> [LIST OF TASKS]:
1. In the article on the ECB's forecasts, which places does it name as sources of the steel and aluminium imports that the US tariffs covered?
2. Could you go on with the article on the ECB's forecasts and the trade tensions, starting after its final sentence?

> [SELECTED EXCERPT]:
** start **

Thursday's decision to cease new bond purchases is contingent on the inflation picture evolving in line with the central bank's forecasts, which were upgraded on Thursday. It, and other future policy decisions, are also hinged on Europe, the US and world more generally avoiding a so called trade war. 

The ECB said Thursday that it now expects Eurozone inflation to sit at 1.7% for the 2018 year which, up from the 1.4% forecast issued in March, is not far off from the central banks "close to but below" 2% target. The forecasts for inflation in 2019 was held steady at 1.7% but the projection for 2020 was upgraded from 1.4% to 1.7%. 

Eurozone growth forecasts were also revised Thursday, with the bloc's economy now projected to grow by 2.1% in real terms for 2018, down from the 2.4% forecast issued back in March. Projections for growth in 2018 and 2019 were held steady at 1.9% and 1.7% respectively. 

Most importantly, all of these forecasts are hinged on the European Union avoiding a so called trade war with the United States, as well as the broader global economy not being pulled into a conflict where the weapons and bullets come in the form of protectionist trade policy measures and tariffs. 

President Donald Trump imposed tariffs on imports of steel and aluminium into the US, from the EU, Canada and Mexico, at the end of May in a move that drew allegations of "protectionism" and swift threats of retaliation from the European Commission. President Trump has previously responded to retaliatory trade tariffs, from China, with yet more American tariffs.

** end **

> [GIVEN DATA]:

** start **

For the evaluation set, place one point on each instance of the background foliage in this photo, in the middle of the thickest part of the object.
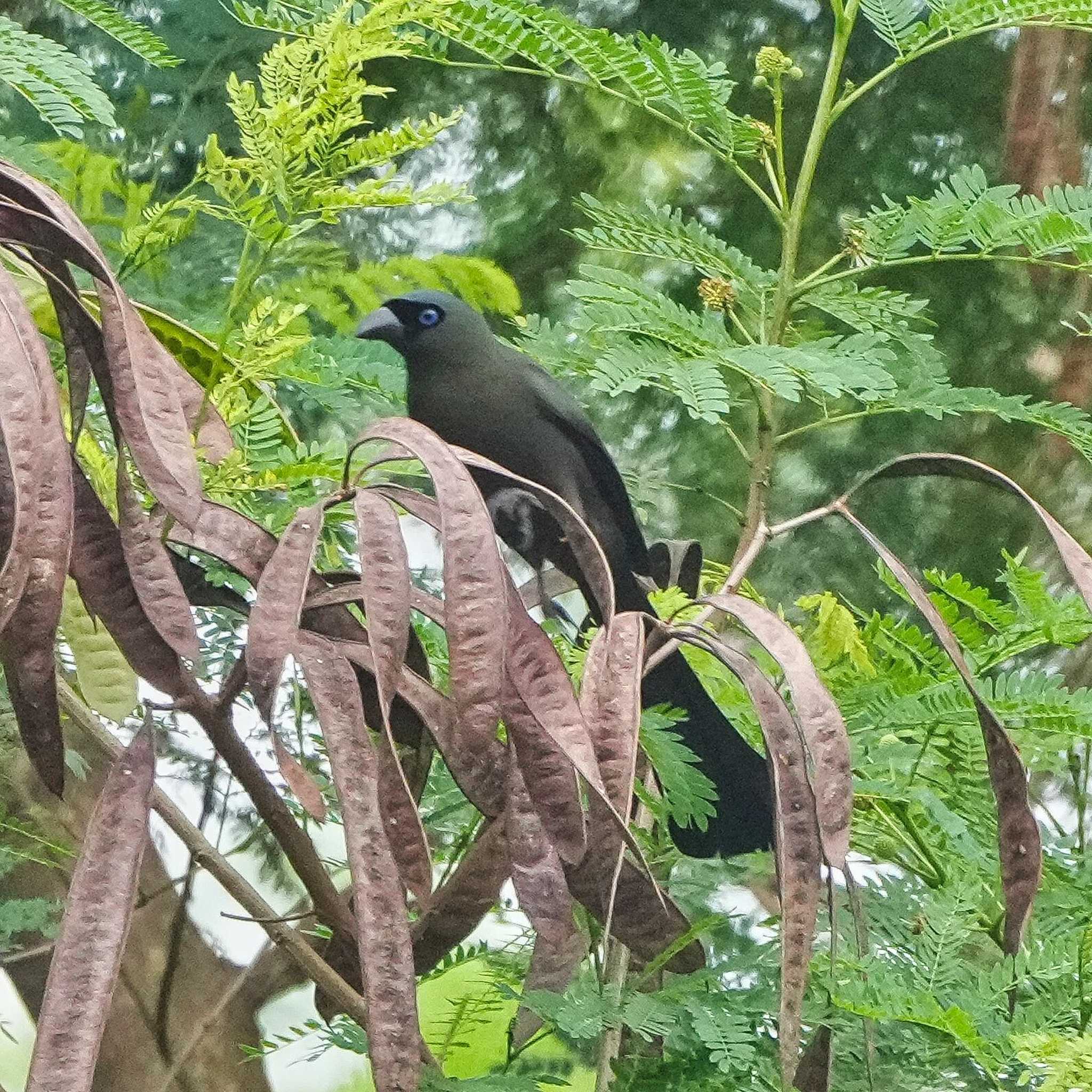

** end **

> [EXPECTED ANSWERS]:
1. The EU, Canada and Mexico.

2.
The White House has since flagged disproportionately large EU tariffs (10%) on imports of American made cars into the bloc and threatened to raise US levies (2.5%) against European automotive goods. The European automotive industry generates in excess of 500 billion in turnover annually and is reponsible for hundreds of thousands of jobs globally. Many of these jobs are in North America, but even more of them are in Europe. 

Fears are that European Commission officials will retaliate against the steel tariffs, drawing all of Europe into the quagmire of a tariff fight that the bloc is destined to lose, given the large imbalance between the EU and US. Census Bureau data shows US companies and consumers spent $150 billion more in the continent during 2017 than their European peers did in the US.